** Begin EXERCISE INPUTS **

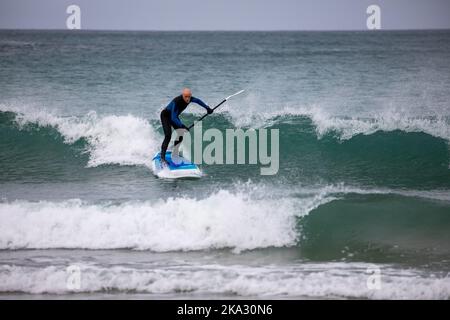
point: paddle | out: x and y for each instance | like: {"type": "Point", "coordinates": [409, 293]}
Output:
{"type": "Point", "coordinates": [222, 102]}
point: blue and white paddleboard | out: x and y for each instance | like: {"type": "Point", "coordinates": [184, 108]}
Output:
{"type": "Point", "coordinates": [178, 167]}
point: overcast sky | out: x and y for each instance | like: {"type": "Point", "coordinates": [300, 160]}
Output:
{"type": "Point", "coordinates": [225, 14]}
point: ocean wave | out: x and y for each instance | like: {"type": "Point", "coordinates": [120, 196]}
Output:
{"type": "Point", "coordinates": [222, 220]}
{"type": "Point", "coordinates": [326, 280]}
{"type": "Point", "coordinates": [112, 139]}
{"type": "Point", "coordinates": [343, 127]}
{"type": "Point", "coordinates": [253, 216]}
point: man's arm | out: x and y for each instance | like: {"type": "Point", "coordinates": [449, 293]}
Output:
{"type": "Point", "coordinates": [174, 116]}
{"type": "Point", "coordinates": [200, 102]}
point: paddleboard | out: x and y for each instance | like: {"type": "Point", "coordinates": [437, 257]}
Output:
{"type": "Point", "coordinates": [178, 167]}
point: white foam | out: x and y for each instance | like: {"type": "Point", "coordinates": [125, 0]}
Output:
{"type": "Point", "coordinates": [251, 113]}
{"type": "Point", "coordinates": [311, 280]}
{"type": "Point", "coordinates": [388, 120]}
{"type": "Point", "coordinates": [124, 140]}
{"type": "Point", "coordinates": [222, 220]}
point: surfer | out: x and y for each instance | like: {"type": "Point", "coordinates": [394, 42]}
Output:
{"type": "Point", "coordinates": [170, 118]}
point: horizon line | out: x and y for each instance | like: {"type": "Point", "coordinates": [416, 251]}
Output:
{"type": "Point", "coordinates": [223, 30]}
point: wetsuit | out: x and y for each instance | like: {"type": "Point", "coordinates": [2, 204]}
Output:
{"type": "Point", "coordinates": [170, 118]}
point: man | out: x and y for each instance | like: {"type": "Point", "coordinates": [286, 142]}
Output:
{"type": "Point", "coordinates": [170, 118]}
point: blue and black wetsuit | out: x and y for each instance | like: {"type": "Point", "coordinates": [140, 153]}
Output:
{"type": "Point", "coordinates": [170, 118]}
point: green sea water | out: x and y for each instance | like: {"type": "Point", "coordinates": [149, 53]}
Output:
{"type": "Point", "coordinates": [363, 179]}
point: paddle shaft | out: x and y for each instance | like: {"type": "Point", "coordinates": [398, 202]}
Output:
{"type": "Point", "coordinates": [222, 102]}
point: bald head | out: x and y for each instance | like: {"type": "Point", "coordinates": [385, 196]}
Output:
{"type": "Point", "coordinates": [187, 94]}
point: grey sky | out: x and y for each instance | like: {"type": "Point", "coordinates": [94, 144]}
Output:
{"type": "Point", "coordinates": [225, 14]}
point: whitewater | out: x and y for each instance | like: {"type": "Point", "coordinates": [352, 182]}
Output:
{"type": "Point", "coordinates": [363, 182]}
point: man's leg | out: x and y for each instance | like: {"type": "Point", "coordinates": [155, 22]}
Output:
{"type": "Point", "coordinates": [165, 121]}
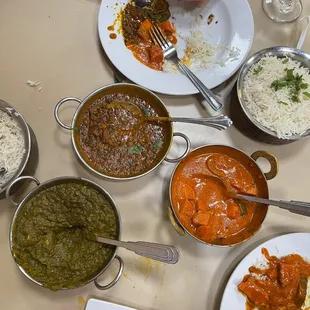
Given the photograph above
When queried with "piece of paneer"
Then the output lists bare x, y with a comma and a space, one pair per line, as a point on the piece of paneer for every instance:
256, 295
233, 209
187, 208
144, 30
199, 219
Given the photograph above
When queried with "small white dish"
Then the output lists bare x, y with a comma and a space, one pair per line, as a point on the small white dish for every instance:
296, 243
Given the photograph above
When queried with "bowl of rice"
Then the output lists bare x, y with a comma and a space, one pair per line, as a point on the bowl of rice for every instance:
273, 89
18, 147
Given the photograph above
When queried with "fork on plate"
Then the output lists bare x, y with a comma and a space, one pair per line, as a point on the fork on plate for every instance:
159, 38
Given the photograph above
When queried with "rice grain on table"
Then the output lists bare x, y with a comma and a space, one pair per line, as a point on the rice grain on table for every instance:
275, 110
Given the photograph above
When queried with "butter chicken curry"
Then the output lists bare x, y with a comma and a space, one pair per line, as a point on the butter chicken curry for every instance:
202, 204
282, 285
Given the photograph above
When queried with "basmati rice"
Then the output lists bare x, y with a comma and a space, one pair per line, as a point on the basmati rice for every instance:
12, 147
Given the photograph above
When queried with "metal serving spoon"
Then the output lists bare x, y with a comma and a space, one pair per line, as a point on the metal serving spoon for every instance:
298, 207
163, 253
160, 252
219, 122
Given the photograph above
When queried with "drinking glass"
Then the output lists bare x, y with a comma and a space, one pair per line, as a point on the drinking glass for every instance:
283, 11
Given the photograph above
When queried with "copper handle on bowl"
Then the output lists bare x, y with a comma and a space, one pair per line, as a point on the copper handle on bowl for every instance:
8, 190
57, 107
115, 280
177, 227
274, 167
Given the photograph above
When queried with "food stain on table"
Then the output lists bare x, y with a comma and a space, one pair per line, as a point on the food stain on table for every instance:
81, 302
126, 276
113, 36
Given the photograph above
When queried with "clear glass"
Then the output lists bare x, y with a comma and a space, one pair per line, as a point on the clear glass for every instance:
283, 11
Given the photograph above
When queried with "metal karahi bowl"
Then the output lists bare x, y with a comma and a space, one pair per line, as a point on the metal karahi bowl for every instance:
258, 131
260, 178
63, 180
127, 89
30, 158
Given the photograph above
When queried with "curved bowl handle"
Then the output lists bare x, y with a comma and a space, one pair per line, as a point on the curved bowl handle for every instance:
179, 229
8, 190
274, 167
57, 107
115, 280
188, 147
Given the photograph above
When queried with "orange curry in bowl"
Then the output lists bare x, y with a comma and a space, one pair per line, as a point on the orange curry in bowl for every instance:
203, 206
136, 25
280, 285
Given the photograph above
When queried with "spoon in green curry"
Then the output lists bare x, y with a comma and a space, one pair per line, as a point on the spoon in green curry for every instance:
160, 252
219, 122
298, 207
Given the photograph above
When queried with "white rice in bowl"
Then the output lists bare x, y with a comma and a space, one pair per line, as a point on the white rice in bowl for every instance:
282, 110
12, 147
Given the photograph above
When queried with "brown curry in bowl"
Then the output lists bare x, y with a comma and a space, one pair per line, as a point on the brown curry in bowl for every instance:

** End EXERCISE INPUTS **

Output all the records, word for word, with no pictures in the copy.

- [THE REPLY]:
point: paddle | out: x and y for each instance | like: {"type": "Point", "coordinates": [409, 293]}
Output:
{"type": "Point", "coordinates": [222, 102]}
point: blue and white paddleboard | out: x and y for each instance | like: {"type": "Point", "coordinates": [184, 108]}
Output:
{"type": "Point", "coordinates": [178, 167]}
point: overcast sky | out: x and y for each instance | like: {"type": "Point", "coordinates": [300, 160]}
Output:
{"type": "Point", "coordinates": [225, 14]}
point: ocean wave | out: x and y for each instance | like: {"type": "Point", "coordinates": [120, 196]}
Output:
{"type": "Point", "coordinates": [222, 220]}
{"type": "Point", "coordinates": [326, 280]}
{"type": "Point", "coordinates": [112, 139]}
{"type": "Point", "coordinates": [343, 127]}
{"type": "Point", "coordinates": [253, 216]}
point: man's arm | out: x and y for each instance | like: {"type": "Point", "coordinates": [449, 293]}
Output:
{"type": "Point", "coordinates": [174, 116]}
{"type": "Point", "coordinates": [200, 102]}
point: paddleboard | out: x and y for each instance | like: {"type": "Point", "coordinates": [437, 257]}
Output:
{"type": "Point", "coordinates": [178, 167]}
point: white foam | out: x and y for each instance | like: {"type": "Point", "coordinates": [125, 0]}
Output:
{"type": "Point", "coordinates": [251, 113]}
{"type": "Point", "coordinates": [311, 280]}
{"type": "Point", "coordinates": [388, 120]}
{"type": "Point", "coordinates": [124, 140]}
{"type": "Point", "coordinates": [222, 220]}
point: surfer | out: x and y for each instance | like: {"type": "Point", "coordinates": [394, 42]}
Output:
{"type": "Point", "coordinates": [170, 118]}
point: horizon line | out: x and y for each instance | like: {"type": "Point", "coordinates": [416, 251]}
Output:
{"type": "Point", "coordinates": [223, 30]}
point: wetsuit | out: x and y for each instance | like: {"type": "Point", "coordinates": [2, 204]}
Output:
{"type": "Point", "coordinates": [170, 118]}
point: man | out: x and y for each instance | like: {"type": "Point", "coordinates": [286, 142]}
Output:
{"type": "Point", "coordinates": [170, 118]}
point: blue and black wetsuit | out: x and y for each instance | like: {"type": "Point", "coordinates": [140, 153]}
Output:
{"type": "Point", "coordinates": [170, 118]}
point: green sea water | out: x and y for each instance | like: {"type": "Point", "coordinates": [149, 53]}
Output:
{"type": "Point", "coordinates": [363, 179]}
point: paddle shaft | out: x and y for each instance | like: {"type": "Point", "coordinates": [398, 202]}
Output:
{"type": "Point", "coordinates": [222, 102]}
point: bald head | out: x and y for each instance | like: {"type": "Point", "coordinates": [385, 196]}
Output:
{"type": "Point", "coordinates": [187, 94]}
point: grey sky | out: x and y for each instance | like: {"type": "Point", "coordinates": [94, 144]}
Output:
{"type": "Point", "coordinates": [225, 14]}
point: whitewater | out: x and y for each instance | like: {"type": "Point", "coordinates": [352, 182]}
Output:
{"type": "Point", "coordinates": [363, 182]}
point: man's leg | out: x and y for each instance | like: {"type": "Point", "coordinates": [155, 22]}
Output:
{"type": "Point", "coordinates": [165, 121]}
Given the photograph above
When queried with "piece of paneer"
Then the output lists bare x, y with a comma and a space, one pair per line, as a point on the piece of paneer for every instance:
256, 295
233, 209
187, 208
144, 30
199, 219
Given the photograph above
When queried with "small white dish"
Then the output lists bare x, y with a comma and a space, one pair per line, as a point on the small white dish for every instance:
296, 243
Given the photograph above
When queried with "bowl of rice"
Then the output lists bare x, y with a comma and a space, one pair per line, as a point on the bowl of rice for every instance:
273, 89
18, 147
Given the photograph above
When queried with "fork on plate"
Then the output lists bare x, y with a comma and a space, one pair per line, as a point on the fork on plate for every instance:
159, 38
Given the photograph above
When queried with "rice grain on table"
Then the output lists bare x, y with a comma and a space, one pair per line, as a point on the rice grain on table for every instance:
275, 110
Given the photograph above
When queried with "butter chicken curry"
Then the output lists bare x, y with a comma and a space, one pair per line, as a point on the butter chicken curry for every instance:
202, 204
282, 285
Given the photograph above
When queried with "basmati rice"
Then the output lists bare x, y with a comma and a space, one pair per line, as a point on the basmati rice for every instance:
12, 147
Given the photograph above
When queried with "metal serving spoon"
Then the output lists bare x, y with a comma and a space, one pair per line, as a point on the metal serving spoon for every instance:
298, 207
163, 253
160, 252
219, 122
Given the photograph above
When queried with "drinking glass"
Then the output lists bare x, y with a comma and a space, one pair per line, as a point on the drinking glass for every instance:
283, 11
Given the photograph above
When queried with "copper handle on bowl"
Then the output lists bare x, y with a comma and a space, one pair per line, as a point on the copper handle on bowl for every instance:
8, 190
57, 107
115, 280
177, 227
274, 167
Given the photograph above
When queried with "food stain on table"
Then the output lists bare x, y with a comma and a space, one pair per line, as a point on the food stain on table for every instance:
81, 302
126, 276
113, 36
Given the photograph above
When queried with "clear glass"
Then the output lists bare x, y with a comma and a space, one pair per line, as a point on the clear glass for every instance:
283, 11
Given the photograph above
When queried with "metal karahi bowl"
Then the output lists bare x, y with a comma and a space, one pair per line, as a point on the metal karahi bowl for every instance:
258, 131
260, 178
63, 180
127, 89
30, 158
Given the photograph above
When queried with "curved bowl handle"
Then the output lists bare x, y with a comma and a space, one pair per line, as a point on the curved bowl handle for every instance:
179, 229
8, 190
274, 167
57, 107
115, 280
188, 147
Given the photograph above
When queried with "orange curry in bowl"
Then the output lists bare x, y with a comma and a space, one pair per line, as a point on the orange curry in bowl for every instance:
203, 206
136, 25
280, 285
Given the photograph above
When queried with "spoon in green curry"
Then the output lists bare x, y with a comma and a space, one pair per line, as a point on the spoon in green curry for every instance:
160, 252
219, 122
298, 207
Given the photograph above
When queried with "white rice in bowl"
Then the output lists bare x, y with a comma and a space, one pair per line, as a point on the white rice in bowl for every instance:
282, 110
12, 147
Given the photograph above
When queried with "brown curry in bowl"
Then the output lists bare x, y with a comma and a space, one pair per line, as a point on the brown curry in bowl for every instance:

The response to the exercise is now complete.